#### About this exercise
Copy every record that appears below, exactly as it stands.

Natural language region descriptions
= Beginning of Section =

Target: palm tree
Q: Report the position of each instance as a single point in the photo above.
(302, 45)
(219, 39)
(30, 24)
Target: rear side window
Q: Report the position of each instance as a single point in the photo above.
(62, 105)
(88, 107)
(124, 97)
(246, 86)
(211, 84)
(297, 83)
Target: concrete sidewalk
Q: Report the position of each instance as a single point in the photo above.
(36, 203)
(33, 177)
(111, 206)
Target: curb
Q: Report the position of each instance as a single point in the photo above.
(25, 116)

= End of Section =

#### Solution to this problem
Target: palm tree
Q: Report the position of each instance as a single point in the photo above.
(302, 45)
(219, 39)
(30, 24)
Target: rear side window
Q: Report the position of each instance as a single point in the photo above.
(62, 105)
(88, 107)
(124, 97)
(246, 86)
(211, 84)
(297, 83)
Target: concrete sidewalk
Q: Report the position of each instance as a single point in the photo above.
(36, 203)
(33, 177)
(111, 206)
Target: curb
Q: Report the position of each instance as a single point in the photo above.
(25, 116)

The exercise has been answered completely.